_Selected excerpt_

Segment Open

3.2. Observation Attributes

The information included in each report of our dataset is the same across all checklists and location types. Using a mobile application, SOs submit their reports by entering their input in a form that contains the following fields:

Audit/inspection details (company, location, duration, type of checklist previously used)
Safety officer carrying out the audit/inspection
Issue group and sub-group

The SO selects the location type of a site during the first audit. From that point on, the contribution is mapped upon the issues of the specific checklist. When reporting an issue, the SO can provide:

A short description of the issue (i.e., what is the deviation)
A short description of the proposed corrective action
The priority of the issue (from a scale of low, medium, and high)
Photographs displaying the issue (up to four stills). An example is shown in Figure 1.

In our multimodal analysis, we only considered issues accompanied by photographs. For each issue, we selected one of the accompanying photographs and created pairs of images and textual descriptions. Table 4 summarizes all the attributes present in an observation, along with example values.

3.3. Observation Priority

In the domain of risk management and health and safety, it is important to define the concepts of “Hazard”, “Risk”, “Severity” and “Probability”.

Hazard: Source with a potential to cause injury and ill health; the potential to cause harm. Harm includes ill health and injury; damage to property, plant, products or the environment; production losses or increased liabilities.

Risk ( $R$ ): the likelihood that a specified undesired event will occur due to the realization of a hazard by, or during, work activities or by the products and services created by work activities.

Segment Closed

_Given material_
Segment Open

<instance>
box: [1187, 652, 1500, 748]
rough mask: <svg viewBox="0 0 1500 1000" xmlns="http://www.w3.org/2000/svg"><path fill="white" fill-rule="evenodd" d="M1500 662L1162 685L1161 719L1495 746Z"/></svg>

Segment Closed

_Your instructions_
Reproduce the excerpt on safety observation attributes and priority word for word, from its first heading to its final sentence.

_Response box_
3.2. Observation Attributes

The information included in each report of our dataset is the same across all checklists and location types. Using a mobile application, SOs submit their reports by entering their input in a form that contains the following fields:

Audit/inspection details (company, location, duration, type of checklist previously used)
Safety officer carrying out the audit/inspection
Issue group and sub-group

The SO selects the location type of a site during the first audit. From that point on, the contribution is mapped upon the issues of the specific checklist. When reporting an issue, the SO can provide:

A short description of the issue (i.e., what is the deviation)
A short description of the proposed corrective action
The priority of the issue (from a scale of low, medium, and high)
Photographs displaying the issue (up to four stills). An example is shown in Figure 1.

In our multimodal analysis, we only considered issues accompanied by photographs. For each issue, we selected one of the accompanying photographs and created pairs of images and textual descriptions. Table 4 summarizes all the attributes present in an observation, along with example values.

3.3. Observation Priority

In the domain of risk management and health and safety, it is important to define the concepts of “Hazard”, “Risk”, “Severity” and “Probability”.

Hazard: Source with a potential to cause injury and ill health; the potential to cause harm. Harm includes ill health and injury; damage to property, plant, products or the environment; production losses or increased liabilities.

Risk ( $R$ ): the likelihood that a specified undesired event will occur due to the realization of a hazard by, or during, work activities or by the products and services created by work activities.